Copy the data below with "iron balcony railing" changed to "metal balcony railing" wherever it occurs, keeping everything else unchanged.

#### [Records for the task]
################

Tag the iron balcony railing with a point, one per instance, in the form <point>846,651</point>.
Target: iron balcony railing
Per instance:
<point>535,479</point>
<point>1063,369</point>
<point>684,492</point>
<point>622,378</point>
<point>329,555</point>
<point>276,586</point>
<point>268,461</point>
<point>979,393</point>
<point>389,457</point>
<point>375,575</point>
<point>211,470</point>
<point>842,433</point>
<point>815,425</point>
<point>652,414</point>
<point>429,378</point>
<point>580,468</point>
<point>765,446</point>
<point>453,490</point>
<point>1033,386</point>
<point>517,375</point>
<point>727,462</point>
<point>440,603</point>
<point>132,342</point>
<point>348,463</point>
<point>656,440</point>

################

#### [Task result]
Tag the metal balcony railing with a point, one per instance, in the form <point>846,651</point>.
Target: metal balcony railing
Per instance:
<point>535,479</point>
<point>1063,369</point>
<point>684,492</point>
<point>622,378</point>
<point>329,555</point>
<point>276,586</point>
<point>268,461</point>
<point>979,393</point>
<point>389,457</point>
<point>375,575</point>
<point>211,470</point>
<point>842,433</point>
<point>815,425</point>
<point>652,414</point>
<point>429,378</point>
<point>580,468</point>
<point>765,446</point>
<point>453,490</point>
<point>1033,386</point>
<point>517,375</point>
<point>727,462</point>
<point>440,603</point>
<point>132,342</point>
<point>348,463</point>
<point>656,440</point>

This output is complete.